List every line of the items that contains the word "rotary". Case counts.

+++ Dataset content +++

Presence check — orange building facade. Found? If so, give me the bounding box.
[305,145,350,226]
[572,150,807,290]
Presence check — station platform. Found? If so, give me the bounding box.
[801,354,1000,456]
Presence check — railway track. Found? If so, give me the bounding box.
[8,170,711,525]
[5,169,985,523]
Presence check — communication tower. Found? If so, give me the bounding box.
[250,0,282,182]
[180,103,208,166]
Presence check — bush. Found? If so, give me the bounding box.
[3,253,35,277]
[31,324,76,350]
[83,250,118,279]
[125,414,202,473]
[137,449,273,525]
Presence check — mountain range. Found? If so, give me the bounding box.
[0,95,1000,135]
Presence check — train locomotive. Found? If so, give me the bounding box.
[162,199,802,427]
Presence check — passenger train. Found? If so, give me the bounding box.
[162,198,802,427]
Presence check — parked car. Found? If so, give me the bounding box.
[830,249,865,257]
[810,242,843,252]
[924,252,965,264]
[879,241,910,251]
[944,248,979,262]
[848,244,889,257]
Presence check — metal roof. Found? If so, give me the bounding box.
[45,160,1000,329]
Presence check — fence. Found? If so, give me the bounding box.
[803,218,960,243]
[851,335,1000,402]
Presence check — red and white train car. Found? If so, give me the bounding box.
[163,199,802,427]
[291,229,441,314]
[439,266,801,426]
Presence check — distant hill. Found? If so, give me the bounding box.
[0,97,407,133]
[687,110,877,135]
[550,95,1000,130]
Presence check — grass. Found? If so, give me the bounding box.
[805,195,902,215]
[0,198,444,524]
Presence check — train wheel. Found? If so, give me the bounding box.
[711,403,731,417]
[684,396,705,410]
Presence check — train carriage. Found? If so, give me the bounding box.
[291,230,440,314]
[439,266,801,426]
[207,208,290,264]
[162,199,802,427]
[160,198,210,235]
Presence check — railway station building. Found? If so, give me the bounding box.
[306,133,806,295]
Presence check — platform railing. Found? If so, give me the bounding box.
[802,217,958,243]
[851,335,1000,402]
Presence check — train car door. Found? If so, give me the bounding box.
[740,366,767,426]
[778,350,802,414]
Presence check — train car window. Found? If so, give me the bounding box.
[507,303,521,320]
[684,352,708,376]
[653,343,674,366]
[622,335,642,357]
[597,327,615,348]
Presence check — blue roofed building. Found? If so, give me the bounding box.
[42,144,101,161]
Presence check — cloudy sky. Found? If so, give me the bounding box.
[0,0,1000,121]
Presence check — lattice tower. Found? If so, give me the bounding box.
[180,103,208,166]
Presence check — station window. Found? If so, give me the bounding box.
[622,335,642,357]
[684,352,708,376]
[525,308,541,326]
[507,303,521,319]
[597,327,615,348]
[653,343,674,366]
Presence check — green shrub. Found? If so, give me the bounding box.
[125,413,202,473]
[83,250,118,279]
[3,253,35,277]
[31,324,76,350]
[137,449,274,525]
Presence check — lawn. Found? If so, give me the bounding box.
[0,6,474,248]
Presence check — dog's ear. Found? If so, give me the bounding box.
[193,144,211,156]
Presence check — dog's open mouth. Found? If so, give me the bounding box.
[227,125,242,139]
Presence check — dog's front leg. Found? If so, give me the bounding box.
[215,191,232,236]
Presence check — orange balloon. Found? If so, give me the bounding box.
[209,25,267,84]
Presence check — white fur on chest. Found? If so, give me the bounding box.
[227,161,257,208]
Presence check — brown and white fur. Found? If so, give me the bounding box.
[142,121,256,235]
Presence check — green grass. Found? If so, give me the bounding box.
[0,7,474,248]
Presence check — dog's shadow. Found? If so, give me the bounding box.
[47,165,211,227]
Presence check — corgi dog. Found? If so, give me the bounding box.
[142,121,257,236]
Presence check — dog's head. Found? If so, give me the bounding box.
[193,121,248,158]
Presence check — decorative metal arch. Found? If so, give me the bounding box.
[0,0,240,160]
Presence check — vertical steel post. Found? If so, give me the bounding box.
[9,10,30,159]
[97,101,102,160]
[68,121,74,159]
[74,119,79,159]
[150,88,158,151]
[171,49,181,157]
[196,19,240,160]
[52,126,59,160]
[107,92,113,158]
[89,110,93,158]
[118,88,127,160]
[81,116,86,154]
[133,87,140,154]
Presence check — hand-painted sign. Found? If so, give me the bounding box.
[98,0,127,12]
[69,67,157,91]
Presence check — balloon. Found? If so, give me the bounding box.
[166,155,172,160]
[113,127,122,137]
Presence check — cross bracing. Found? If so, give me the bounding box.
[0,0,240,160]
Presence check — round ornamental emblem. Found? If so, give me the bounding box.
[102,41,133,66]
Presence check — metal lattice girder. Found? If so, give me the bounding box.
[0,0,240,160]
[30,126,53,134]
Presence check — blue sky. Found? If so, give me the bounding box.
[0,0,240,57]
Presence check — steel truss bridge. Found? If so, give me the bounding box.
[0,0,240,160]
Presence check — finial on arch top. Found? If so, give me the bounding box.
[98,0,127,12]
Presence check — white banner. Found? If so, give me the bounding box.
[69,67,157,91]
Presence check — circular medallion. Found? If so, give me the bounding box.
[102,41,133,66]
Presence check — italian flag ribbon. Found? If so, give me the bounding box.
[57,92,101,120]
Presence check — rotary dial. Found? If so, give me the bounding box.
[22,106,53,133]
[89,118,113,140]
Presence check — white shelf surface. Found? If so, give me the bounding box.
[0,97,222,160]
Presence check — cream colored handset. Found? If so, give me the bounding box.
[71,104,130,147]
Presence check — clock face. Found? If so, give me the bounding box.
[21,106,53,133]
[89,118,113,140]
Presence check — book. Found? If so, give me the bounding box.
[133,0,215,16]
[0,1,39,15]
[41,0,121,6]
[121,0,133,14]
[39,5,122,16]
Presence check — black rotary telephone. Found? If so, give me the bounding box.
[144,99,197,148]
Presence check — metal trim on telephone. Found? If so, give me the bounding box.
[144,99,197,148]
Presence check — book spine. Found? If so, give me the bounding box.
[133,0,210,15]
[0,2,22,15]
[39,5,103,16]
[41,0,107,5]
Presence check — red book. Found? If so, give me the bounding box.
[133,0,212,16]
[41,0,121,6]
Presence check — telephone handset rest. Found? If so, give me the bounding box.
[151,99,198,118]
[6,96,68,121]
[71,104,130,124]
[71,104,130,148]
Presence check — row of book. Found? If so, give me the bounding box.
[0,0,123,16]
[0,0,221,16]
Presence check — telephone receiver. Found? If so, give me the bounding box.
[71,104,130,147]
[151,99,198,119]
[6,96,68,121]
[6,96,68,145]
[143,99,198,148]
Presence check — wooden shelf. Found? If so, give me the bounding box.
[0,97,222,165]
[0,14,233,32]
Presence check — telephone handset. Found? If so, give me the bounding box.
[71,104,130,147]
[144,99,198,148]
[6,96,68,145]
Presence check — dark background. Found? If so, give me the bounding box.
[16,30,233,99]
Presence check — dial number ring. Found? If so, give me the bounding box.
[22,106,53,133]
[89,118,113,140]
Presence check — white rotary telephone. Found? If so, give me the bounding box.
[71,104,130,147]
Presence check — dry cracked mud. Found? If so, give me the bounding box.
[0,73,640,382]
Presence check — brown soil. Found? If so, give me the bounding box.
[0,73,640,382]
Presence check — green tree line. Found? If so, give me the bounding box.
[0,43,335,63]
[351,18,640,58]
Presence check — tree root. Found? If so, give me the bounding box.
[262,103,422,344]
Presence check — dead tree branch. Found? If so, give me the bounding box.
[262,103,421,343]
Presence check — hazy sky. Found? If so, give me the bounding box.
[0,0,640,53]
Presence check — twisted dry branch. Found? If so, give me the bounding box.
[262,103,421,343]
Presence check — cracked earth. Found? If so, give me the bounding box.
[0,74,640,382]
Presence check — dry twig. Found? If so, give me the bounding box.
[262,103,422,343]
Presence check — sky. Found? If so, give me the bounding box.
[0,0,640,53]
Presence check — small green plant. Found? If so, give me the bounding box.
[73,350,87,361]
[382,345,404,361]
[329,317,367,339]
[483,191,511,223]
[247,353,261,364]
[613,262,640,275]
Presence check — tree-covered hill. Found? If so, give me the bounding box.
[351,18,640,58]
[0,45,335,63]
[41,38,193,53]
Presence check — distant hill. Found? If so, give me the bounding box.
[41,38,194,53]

+++

**Correct result:**
Presence check — rotary dial. Found? If so, give me the bounding box.
Presence check — black rotary telephone. Found? If so, give me the bounding box.
Presence check — white rotary telephone. Found? If so, give me the bounding box.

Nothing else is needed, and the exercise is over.